━━ Supplied material
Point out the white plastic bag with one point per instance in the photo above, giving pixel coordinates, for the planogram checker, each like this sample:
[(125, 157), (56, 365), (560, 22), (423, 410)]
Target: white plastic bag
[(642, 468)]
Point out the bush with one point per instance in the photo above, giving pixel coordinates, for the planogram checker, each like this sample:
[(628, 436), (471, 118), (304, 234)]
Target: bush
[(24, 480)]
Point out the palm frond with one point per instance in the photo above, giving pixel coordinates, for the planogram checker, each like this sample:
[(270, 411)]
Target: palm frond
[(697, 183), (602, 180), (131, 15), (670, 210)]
━━━━
Directions
Each record above needs to be transcribed word for word.

Response to this task
Point out the white plastic bag with one point per instance in the photo above, giving pixel coordinates, for the planogram checker, each like this sample:
[(125, 157), (56, 365), (560, 22), (423, 410)]
Target: white plastic bag
[(642, 468)]
Point out the bush with one point per instance in the photo above, giving pixel coordinates, for the planogram checker, each like this sample:
[(628, 436), (471, 118), (304, 234)]
Target: bush
[(24, 480)]
Point out the palm frond with one point per instance in the photo above, giving pixel coordinates, for the planogram checker, each like this sample:
[(270, 411)]
Target: palm frond
[(697, 183), (602, 180), (131, 15), (670, 210)]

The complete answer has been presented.